**Task**
Beginning with the line that includes "form [336, 257]." and ending with the last line of the listing below, write out each line exactly, with no other output.

**Excerpted data**
————————

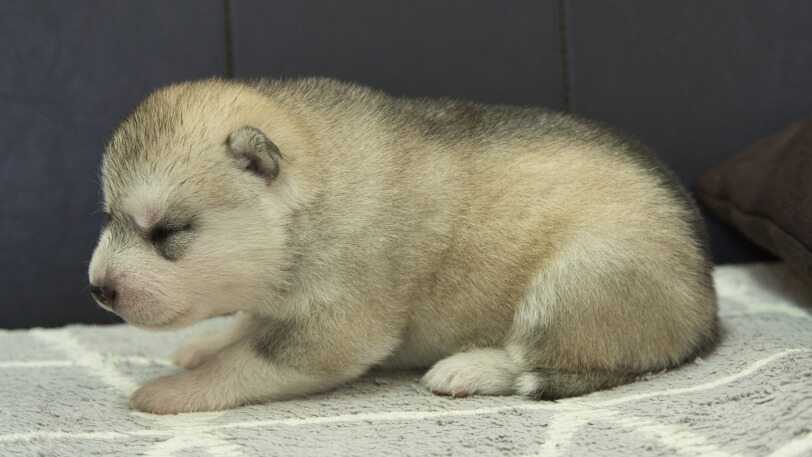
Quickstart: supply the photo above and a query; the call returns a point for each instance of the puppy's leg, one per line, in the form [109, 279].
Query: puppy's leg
[587, 323]
[196, 350]
[273, 361]
[488, 371]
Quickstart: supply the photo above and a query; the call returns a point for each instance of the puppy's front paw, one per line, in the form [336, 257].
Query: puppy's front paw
[195, 352]
[178, 393]
[483, 371]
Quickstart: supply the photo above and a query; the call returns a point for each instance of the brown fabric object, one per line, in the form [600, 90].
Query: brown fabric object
[765, 191]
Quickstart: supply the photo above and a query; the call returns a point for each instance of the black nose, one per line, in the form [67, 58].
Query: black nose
[104, 295]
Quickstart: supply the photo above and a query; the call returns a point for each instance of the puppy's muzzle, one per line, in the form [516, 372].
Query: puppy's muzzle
[104, 295]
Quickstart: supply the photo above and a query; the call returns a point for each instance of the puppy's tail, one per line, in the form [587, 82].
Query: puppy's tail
[547, 384]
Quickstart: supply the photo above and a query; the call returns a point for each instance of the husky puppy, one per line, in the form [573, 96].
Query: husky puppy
[512, 250]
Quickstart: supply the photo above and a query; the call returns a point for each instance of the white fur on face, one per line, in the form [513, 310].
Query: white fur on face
[228, 249]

————————

**Answer box**
Quickstart: supply the photo above and a query; the call returns a point for each instance of the puppy's front paw, one per line, in the form [336, 257].
Query: puppy's front paw
[195, 352]
[178, 393]
[483, 371]
Quickstart: supply the photo above and a query; the call returns a point for each instance of the brown fabric object, one per line, in the form [600, 90].
Query: brown fabric object
[765, 191]
Quickstart: supply the photo above and a query; the call returns a point for each instance of the black nose, one per line, in the form [67, 58].
Query: black nose
[104, 295]
Quickstart: supply the photo above and a query; the call returns a point for each instance of the puppy's muzzle, one per line, in the form [516, 372].
Query: puppy's muzzle
[104, 295]
Quickstart: supply the photo above and a query; the call returns a point for each instance of the puppy's tail, one per line, in the form [587, 82].
Query: puppy's tail
[547, 384]
Quickstart: supply the photo above and a query; the call returns a point for each instance of the husky puppy, one per line, in the form [573, 96].
Query: husky puppy
[512, 250]
Quickstart: supply the photo above and a query; the call returns a point for each instance of the white fur on face, one per line, in the form [513, 310].
Query: white fur on face
[228, 249]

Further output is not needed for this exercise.